- **Work to be completed**
Copy the KVSSD backend latency text word for word, starting with "Does this mean" and going on through "calculated in __schedule_io_units()".

- **Provided text**
•••
Backend Latency for KVSSDs
jaeseanpark opened this issue · 4 comments
Hi. If I understood correctly, conventional and ZNS SSDs actually reflect the latency of NAND flash cells when they are added to "completed_time" in ssd_advance_nand() and passed to "nsecs_target" via "__insert_req_sorted", and finally added to an nvme_proc_table entry. However, there seems to be no such behavior in Optane SSDs or KVSSDs. It seems that the only things that are added are read/write time, delay, and trailing defined in main.c. Did I miss anything?
Also, for KVSSDs, in the paper it says that
"For KVSSD, the size of key-value pairs is small; hence its performance tends to be bound by the host-device interfacing performance and the key indexing time, rather than the performance of the storage media."
Does this mean that even with a proper backend for KVSSD (instead of the simple kv_ftl), the performance of KVSSD would not change?
OptaneSSDs and KVSSDs use very simple performance model, which only considers the simple read/write latencies. The completion time is calculated in __schedule_io_units()
•••
Region pointing data
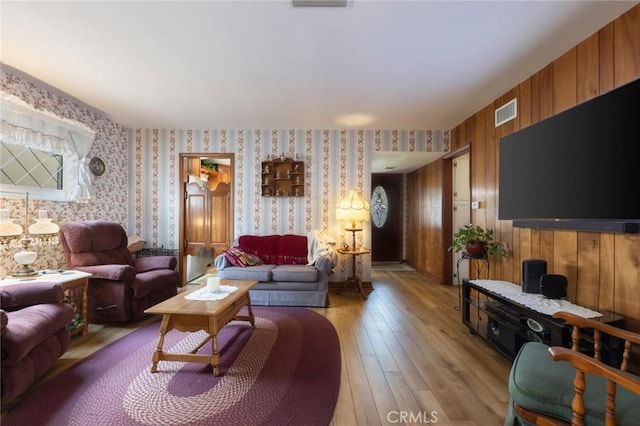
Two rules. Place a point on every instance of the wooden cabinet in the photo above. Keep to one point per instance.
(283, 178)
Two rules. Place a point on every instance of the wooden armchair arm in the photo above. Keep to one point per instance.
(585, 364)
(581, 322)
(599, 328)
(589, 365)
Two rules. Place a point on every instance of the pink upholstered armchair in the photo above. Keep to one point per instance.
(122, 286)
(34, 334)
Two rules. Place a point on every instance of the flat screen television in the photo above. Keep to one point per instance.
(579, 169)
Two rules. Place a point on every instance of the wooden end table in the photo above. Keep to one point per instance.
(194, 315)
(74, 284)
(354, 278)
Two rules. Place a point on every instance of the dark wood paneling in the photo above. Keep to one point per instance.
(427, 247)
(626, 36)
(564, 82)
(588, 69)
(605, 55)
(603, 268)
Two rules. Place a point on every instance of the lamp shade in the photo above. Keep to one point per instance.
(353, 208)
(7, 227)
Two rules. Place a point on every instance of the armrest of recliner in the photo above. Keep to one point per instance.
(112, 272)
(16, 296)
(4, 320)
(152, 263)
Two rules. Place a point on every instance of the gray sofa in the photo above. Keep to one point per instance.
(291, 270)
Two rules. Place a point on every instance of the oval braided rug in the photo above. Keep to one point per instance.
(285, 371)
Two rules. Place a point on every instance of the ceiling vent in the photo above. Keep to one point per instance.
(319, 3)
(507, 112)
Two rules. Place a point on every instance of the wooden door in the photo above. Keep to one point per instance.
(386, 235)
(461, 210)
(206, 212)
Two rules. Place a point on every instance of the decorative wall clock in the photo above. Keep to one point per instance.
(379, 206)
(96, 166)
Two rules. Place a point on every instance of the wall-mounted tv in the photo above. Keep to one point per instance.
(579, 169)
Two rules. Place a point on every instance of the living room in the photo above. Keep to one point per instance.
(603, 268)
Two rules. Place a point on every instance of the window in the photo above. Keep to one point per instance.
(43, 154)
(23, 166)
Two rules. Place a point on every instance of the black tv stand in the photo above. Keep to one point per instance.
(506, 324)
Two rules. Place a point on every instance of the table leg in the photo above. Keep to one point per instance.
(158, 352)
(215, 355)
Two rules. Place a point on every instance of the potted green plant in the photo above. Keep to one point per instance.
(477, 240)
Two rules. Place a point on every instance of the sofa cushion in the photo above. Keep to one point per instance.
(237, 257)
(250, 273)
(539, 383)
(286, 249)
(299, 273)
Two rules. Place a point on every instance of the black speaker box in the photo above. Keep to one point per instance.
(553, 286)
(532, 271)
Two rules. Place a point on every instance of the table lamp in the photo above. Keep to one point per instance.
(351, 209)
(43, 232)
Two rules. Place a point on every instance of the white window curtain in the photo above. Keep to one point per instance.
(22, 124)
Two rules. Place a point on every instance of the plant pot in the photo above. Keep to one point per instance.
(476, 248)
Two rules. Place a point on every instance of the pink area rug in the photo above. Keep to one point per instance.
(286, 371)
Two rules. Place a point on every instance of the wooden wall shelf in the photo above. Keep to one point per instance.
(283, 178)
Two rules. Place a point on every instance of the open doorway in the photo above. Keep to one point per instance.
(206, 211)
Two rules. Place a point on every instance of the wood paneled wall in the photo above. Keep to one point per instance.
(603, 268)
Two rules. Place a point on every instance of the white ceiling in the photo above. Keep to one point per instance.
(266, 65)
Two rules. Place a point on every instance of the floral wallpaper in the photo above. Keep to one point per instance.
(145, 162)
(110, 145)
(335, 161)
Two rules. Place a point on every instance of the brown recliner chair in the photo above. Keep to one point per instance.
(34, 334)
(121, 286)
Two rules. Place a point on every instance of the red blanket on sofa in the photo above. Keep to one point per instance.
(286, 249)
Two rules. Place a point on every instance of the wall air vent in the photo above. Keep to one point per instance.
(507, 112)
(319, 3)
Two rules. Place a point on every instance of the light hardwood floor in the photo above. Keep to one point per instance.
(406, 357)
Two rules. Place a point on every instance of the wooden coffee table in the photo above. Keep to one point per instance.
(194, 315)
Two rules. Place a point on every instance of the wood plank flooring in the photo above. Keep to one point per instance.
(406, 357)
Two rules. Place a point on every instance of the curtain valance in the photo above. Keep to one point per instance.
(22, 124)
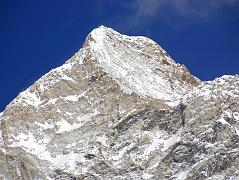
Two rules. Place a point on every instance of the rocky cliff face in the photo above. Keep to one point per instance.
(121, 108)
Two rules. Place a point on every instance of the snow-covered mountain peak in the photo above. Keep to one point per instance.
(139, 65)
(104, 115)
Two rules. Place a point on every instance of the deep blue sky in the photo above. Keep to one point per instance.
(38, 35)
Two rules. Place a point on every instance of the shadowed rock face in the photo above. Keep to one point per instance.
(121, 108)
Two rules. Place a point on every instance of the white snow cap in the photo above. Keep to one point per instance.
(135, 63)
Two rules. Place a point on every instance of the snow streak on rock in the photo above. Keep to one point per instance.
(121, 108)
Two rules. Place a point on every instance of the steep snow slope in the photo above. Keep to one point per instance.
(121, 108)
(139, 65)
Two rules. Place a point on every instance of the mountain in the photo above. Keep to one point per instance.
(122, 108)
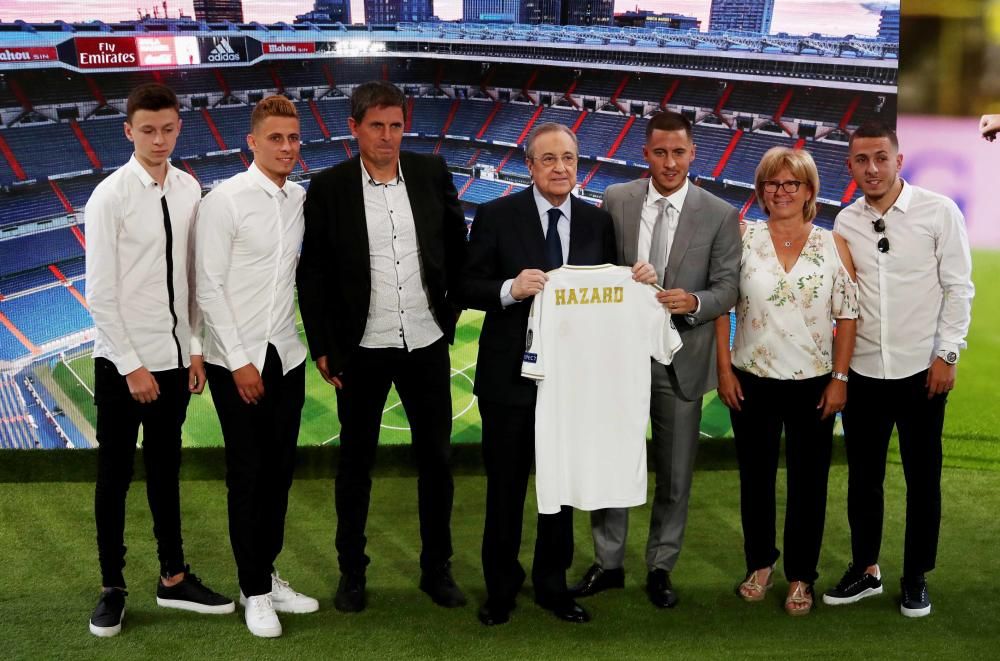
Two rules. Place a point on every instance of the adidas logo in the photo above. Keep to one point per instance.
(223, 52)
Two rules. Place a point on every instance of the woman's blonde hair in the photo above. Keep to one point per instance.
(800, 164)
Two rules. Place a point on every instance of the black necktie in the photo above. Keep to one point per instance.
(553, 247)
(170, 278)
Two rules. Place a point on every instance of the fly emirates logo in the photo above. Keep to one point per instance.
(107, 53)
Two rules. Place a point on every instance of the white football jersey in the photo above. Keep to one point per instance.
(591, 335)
•••
- **Answer space**
Does this mean that even with a proper backend for KVSSD (instead of the simple kv_ftl), the performance of KVSSD would not change?
OptaneSSDs and KVSSDs use very simple performance model, which only considers the simple read/write latencies. The completion time is calculated in __schedule_io_units()